[Records pointing to named objects]
※
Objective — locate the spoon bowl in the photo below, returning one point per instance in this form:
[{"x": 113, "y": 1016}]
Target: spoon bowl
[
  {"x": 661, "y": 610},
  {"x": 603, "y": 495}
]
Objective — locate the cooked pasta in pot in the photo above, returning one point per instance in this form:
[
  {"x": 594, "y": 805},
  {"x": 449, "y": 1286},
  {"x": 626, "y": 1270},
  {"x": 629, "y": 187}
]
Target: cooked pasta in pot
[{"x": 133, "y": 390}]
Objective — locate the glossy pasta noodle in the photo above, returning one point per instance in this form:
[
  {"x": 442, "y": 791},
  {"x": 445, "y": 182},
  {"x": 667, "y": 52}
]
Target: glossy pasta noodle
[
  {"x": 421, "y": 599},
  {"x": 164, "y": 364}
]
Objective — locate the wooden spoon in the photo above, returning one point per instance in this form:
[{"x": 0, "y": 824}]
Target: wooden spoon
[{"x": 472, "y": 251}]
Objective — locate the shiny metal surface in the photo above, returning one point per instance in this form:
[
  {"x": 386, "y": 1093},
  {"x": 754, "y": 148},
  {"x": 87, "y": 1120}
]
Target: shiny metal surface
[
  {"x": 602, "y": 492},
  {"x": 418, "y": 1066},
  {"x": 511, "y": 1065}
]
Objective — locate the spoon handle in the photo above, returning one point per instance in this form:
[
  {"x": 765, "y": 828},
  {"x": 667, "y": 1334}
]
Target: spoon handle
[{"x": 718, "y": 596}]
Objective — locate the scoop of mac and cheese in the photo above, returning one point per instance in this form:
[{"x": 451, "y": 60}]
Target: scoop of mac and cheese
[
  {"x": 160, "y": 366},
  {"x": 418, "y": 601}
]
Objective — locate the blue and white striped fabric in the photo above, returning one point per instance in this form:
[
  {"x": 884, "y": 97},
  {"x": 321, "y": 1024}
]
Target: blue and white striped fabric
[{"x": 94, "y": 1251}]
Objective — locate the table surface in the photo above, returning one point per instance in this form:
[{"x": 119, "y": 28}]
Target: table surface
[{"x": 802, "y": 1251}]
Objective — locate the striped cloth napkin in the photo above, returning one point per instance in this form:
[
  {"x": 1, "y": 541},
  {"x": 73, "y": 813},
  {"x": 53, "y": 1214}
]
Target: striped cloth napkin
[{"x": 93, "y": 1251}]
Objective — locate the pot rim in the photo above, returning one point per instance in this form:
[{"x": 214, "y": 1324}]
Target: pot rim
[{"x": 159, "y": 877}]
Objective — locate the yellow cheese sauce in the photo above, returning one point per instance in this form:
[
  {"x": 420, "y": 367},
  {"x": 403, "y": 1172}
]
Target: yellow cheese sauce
※
--- WHAT NEEDS TO BE DONE ---
Rewrite all of the lines above as a JSON list of strings, with one string per line and blank lines omitted.

--- FULL ANSWER ---
[
  "Objective — locate the spoon bowl in the photo below, returning one point per instance in this form:",
  "[{\"x\": 113, \"y\": 1016}]",
  "Target: spoon bowl",
  "[",
  "  {\"x\": 661, \"y\": 610},",
  "  {\"x\": 603, \"y\": 495}",
  "]",
  "Objective — locate the cooked pasta in pot in the photo above, returning one point per instance in this form:",
  "[",
  "  {\"x\": 594, \"y\": 805},",
  "  {\"x\": 449, \"y\": 1286},",
  "  {\"x\": 626, \"y\": 1270},",
  "  {\"x\": 629, \"y\": 187}",
  "]",
  "Target: cooked pasta in pot",
  "[{\"x\": 133, \"y\": 390}]",
  "Objective — locate the glossy pasta noodle in the photo above, returning one point per instance in this form:",
  "[",
  "  {\"x\": 442, \"y\": 791},",
  "  {\"x\": 445, \"y\": 182},",
  "  {\"x\": 667, \"y\": 52}",
  "]",
  "Target: glossy pasta noodle",
  "[",
  "  {\"x\": 421, \"y\": 599},",
  "  {\"x\": 164, \"y\": 364}",
  "]",
  "Objective — locate the wooden spoon in the photo above, returning one point per instance in this form:",
  "[{\"x\": 0, \"y\": 824}]",
  "Target: wooden spoon",
  "[{\"x\": 472, \"y\": 251}]",
  "Objective — locate the shiny metal surface in the photo above, returning one point per instance in this form:",
  "[",
  "  {\"x\": 386, \"y\": 1093},",
  "  {\"x\": 754, \"y\": 148},",
  "  {\"x\": 87, \"y\": 1120}",
  "]",
  "Target: shiny metal surface",
  "[",
  "  {\"x\": 602, \"y\": 492},",
  "  {\"x\": 418, \"y\": 1066},",
  "  {\"x\": 511, \"y\": 1065}",
  "]",
  "Objective — locate the spoon handle in the photo above, returning one point per instance in this form:",
  "[",
  "  {\"x\": 765, \"y\": 828},",
  "  {\"x\": 667, \"y\": 1334}",
  "]",
  "Target: spoon handle",
  "[{\"x\": 718, \"y\": 596}]",
  "Objective — locate the scoop of mac and cheese in the photo above, returning one point per instance in this form:",
  "[{\"x\": 451, \"y\": 60}]",
  "Target: scoop of mac and cheese",
  "[",
  "  {\"x\": 160, \"y\": 366},",
  "  {\"x\": 418, \"y\": 601}",
  "]",
  "Objective — locate the blue and white striped fabric in the photo above, returning one point per instance in this form:",
  "[",
  "  {\"x\": 884, \"y\": 97},",
  "  {\"x\": 321, \"y\": 1024}",
  "]",
  "Target: blue and white striped fabric",
  "[{\"x\": 94, \"y\": 1251}]",
  "Objective — locate the table surface in the photo above, returning one point per instance in this form:",
  "[{\"x\": 119, \"y\": 28}]",
  "Target: table surface",
  "[{\"x\": 802, \"y\": 1251}]",
  "Objective — locate the striped cloth napkin in the photo above, returning one point per instance in this form:",
  "[",
  "  {\"x\": 1, \"y\": 541},",
  "  {\"x\": 73, \"y\": 813},",
  "  {\"x\": 53, \"y\": 1214}",
  "]",
  "Target: striped cloth napkin",
  "[{\"x\": 93, \"y\": 1251}]",
  "Objective — locate the pot rim in the photo above, returning one point per instance in this form:",
  "[{\"x\": 214, \"y\": 1324}]",
  "Target: pot rim",
  "[{\"x\": 159, \"y\": 877}]",
  "Objective — locate the yellow cheese sauce in the photo above, returning one point per instance in this form:",
  "[",
  "  {\"x\": 420, \"y\": 367},",
  "  {\"x\": 403, \"y\": 1172}",
  "]",
  "Target: yellow cheese sauce"
]